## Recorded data
--------------------------------------------------

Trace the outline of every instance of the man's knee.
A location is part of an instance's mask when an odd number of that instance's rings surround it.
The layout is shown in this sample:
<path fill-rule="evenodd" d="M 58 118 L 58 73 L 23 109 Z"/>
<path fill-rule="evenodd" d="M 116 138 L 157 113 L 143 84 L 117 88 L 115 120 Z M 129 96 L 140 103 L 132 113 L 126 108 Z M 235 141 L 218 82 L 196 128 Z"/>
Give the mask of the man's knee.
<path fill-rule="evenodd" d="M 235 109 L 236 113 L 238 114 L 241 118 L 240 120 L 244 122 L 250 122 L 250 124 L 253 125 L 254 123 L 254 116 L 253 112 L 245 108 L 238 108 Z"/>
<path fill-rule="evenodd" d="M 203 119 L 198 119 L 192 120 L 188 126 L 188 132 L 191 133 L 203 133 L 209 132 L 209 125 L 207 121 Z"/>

--------------------------------------------------

## WORK TO DO
Update the data by replacing "knee" with "elbow" and leave everything else unchanged.

## WRITTEN SOLUTION
Trace the outline of every instance of the man's elbow.
A location is part of an instance's mask when an odd number of that instance's rings surround it.
The layout is shown in this sample:
<path fill-rule="evenodd" d="M 58 118 L 58 73 L 23 109 Z"/>
<path fill-rule="evenodd" d="M 116 138 L 157 113 L 143 84 L 117 88 L 115 120 Z M 129 96 L 140 103 L 132 113 L 126 108 Z M 235 141 L 218 82 L 196 128 Z"/>
Give the mask of the man's elbow.
<path fill-rule="evenodd" d="M 235 109 L 236 113 L 238 114 L 241 118 L 240 120 L 244 122 L 250 122 L 250 124 L 253 125 L 254 123 L 254 116 L 253 112 L 245 108 L 238 108 Z"/>
<path fill-rule="evenodd" d="M 203 119 L 198 119 L 192 120 L 188 126 L 188 132 L 191 133 L 203 133 L 209 132 L 209 125 L 207 121 Z"/>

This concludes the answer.